*Source document*:
****

Jim Mitchener

Profile
- Position: Halfback

Personal information
- Born: March 19, 1929 Donavon, Saskatchewan, Canada
- Died: January 31, 2017 (aged 87) Augusta, Georgia, U.S.
- Listed height: 6 ft 0 in (1.83 m)
- Listed weight: 190 lb (86 kg)

Career history
- 1948: Calgary Stampeders
- 1952–1956: Montreal Alouettes
- 1956–1957: BC Lions

Awards and highlights
- Grey Cup champion (1948);

= Jim Mitchener =

Canadian football player (1929–2017)

James Walter Mitchener (March 19, 1929 - January 31, 2017) was a Canadian professional football player who played for the Calgary Stampeders, Montreal Alouettes, and BC Lions. He won the Grey Cup with the Stampeders in 1948.

== Career ==
Mitchener played junior football with the McGill University Redmen. Mitchener resided in South Carolina and was one of the last surviving members of the 1948 Grey Cup championship team. After graduating from both McGill University and McGill Medical School, Mitchener worked as a pathologist at University Hospital for many years where he helped establish the Epidemiology Department. Early in his career, he taught Pathology at the Medical College of Georgia. Mitchener retired from Port Huron Hospital. Mitchener died on January 31, 2017.

****

(Referring expression data)
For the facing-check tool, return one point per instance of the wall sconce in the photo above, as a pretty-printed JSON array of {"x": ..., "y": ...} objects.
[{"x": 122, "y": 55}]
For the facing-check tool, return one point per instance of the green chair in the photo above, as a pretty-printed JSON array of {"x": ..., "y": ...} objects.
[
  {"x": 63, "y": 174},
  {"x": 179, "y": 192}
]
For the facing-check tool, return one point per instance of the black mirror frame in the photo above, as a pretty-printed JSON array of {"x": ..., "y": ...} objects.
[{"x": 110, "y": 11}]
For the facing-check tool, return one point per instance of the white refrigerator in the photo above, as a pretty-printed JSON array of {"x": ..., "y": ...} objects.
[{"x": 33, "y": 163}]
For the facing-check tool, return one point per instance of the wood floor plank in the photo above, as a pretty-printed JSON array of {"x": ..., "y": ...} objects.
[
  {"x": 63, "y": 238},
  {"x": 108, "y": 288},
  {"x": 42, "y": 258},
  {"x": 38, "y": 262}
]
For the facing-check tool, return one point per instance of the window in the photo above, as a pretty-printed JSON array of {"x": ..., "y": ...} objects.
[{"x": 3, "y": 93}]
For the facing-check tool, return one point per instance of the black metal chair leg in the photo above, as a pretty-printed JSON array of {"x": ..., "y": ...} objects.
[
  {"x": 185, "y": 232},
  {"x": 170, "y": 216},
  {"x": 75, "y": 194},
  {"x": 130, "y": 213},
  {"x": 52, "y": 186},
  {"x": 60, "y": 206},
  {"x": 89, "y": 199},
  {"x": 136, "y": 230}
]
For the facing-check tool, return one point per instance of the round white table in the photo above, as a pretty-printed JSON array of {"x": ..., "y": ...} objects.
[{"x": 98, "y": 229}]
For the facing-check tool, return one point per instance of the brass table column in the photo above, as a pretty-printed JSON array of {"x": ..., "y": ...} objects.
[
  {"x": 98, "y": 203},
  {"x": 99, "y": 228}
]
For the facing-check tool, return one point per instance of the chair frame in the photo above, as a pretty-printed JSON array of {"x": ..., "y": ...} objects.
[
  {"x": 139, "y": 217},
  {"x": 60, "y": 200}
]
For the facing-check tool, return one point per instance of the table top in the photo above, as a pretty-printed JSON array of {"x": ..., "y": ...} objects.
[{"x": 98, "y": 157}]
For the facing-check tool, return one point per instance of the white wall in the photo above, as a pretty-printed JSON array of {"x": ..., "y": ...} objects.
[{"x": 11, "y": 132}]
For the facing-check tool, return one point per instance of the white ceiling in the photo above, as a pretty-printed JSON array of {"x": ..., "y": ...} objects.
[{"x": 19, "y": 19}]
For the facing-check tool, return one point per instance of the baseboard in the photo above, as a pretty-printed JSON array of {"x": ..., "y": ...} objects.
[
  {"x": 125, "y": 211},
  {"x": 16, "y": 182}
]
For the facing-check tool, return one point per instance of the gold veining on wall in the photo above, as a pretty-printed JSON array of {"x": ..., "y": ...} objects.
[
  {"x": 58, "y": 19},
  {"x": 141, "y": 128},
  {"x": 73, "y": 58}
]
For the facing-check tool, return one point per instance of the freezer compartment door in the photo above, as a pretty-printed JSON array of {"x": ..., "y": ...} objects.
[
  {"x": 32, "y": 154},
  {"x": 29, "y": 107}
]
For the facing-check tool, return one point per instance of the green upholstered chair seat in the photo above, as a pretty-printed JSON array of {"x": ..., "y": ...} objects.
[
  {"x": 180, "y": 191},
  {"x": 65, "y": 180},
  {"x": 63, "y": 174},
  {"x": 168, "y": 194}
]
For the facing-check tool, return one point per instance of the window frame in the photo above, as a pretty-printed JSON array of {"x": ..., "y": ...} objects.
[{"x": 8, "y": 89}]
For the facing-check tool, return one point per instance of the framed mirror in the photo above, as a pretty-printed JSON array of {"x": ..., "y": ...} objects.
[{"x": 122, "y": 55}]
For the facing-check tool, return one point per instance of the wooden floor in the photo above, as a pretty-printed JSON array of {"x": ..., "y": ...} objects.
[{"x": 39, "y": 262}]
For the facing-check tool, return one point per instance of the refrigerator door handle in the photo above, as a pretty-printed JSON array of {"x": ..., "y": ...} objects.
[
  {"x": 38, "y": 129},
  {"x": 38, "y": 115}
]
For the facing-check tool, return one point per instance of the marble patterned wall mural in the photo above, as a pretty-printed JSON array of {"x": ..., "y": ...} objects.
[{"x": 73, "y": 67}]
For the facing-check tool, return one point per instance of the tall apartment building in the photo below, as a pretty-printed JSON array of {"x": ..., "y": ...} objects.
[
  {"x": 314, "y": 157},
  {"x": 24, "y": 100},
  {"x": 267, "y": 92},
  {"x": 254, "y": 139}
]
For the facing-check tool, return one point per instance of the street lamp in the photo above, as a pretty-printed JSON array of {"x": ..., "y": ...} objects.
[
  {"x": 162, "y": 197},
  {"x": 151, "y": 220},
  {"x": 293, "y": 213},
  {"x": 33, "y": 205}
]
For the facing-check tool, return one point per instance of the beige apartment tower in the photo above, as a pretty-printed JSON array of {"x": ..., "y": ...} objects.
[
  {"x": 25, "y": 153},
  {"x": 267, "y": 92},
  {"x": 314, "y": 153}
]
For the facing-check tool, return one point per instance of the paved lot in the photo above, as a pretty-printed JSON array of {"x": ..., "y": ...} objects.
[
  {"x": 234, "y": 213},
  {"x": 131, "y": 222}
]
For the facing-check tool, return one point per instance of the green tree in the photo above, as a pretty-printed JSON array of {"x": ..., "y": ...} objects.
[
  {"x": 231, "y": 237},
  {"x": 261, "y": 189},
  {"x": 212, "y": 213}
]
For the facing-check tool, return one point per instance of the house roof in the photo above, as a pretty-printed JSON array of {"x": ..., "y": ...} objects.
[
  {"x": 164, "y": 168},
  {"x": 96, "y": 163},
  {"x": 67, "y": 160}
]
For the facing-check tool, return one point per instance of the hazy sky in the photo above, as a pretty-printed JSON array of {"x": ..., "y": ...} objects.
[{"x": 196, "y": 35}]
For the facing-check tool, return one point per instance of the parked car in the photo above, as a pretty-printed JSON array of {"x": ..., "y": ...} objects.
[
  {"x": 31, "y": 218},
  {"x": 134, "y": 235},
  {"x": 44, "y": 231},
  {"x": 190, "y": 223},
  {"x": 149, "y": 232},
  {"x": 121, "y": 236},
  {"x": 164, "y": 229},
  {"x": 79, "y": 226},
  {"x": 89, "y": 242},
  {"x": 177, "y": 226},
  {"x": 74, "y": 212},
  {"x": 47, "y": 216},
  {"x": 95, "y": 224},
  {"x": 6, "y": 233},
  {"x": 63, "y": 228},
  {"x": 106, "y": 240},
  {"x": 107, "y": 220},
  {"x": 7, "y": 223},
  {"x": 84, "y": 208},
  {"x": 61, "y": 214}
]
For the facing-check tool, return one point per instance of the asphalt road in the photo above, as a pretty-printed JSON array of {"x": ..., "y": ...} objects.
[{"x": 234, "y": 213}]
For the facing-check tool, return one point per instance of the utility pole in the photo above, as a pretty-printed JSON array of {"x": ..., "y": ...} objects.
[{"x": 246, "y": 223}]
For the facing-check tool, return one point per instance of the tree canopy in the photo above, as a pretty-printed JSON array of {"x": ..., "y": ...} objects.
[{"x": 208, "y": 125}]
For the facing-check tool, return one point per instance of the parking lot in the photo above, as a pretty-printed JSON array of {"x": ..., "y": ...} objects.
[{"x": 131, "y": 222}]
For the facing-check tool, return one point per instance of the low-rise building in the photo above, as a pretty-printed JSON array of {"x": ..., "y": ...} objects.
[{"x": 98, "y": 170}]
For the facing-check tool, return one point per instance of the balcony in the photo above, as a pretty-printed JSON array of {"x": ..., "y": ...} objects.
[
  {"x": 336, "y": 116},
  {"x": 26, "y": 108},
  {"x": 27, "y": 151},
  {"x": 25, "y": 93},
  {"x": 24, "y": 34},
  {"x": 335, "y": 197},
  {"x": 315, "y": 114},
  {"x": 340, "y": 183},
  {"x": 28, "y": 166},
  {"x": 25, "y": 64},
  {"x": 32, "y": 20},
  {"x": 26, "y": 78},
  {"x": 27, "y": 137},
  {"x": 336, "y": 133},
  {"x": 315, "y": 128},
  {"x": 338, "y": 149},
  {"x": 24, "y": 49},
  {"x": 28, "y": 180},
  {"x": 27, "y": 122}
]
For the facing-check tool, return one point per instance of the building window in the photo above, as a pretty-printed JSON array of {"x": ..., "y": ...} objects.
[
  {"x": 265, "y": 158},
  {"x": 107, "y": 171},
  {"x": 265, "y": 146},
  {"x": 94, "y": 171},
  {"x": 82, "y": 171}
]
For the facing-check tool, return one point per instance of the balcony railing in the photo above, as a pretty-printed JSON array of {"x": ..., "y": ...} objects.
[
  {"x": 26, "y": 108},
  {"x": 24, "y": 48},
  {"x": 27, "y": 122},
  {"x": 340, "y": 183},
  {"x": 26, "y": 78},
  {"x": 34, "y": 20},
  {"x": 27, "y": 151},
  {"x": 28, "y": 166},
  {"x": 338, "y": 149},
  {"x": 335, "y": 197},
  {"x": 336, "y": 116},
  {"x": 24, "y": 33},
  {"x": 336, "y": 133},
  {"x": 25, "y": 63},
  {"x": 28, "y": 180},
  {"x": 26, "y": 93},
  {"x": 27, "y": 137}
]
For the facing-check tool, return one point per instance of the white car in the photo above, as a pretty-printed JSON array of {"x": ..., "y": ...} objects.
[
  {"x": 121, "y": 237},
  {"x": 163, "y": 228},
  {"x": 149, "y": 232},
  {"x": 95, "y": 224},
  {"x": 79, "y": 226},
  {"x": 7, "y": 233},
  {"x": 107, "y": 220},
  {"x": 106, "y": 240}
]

****

*Work request 1*: List every professional football team the Jim Mitchener profile says he played for.
*Work request 2*: According to the Jim Mitchener profile, which department did he help establish at University Hospital?

*Problem solution 1*: Calgary Stampeders, Montreal Alouettes, BC Lions

*Problem solution 2*: The Epidemiology Department.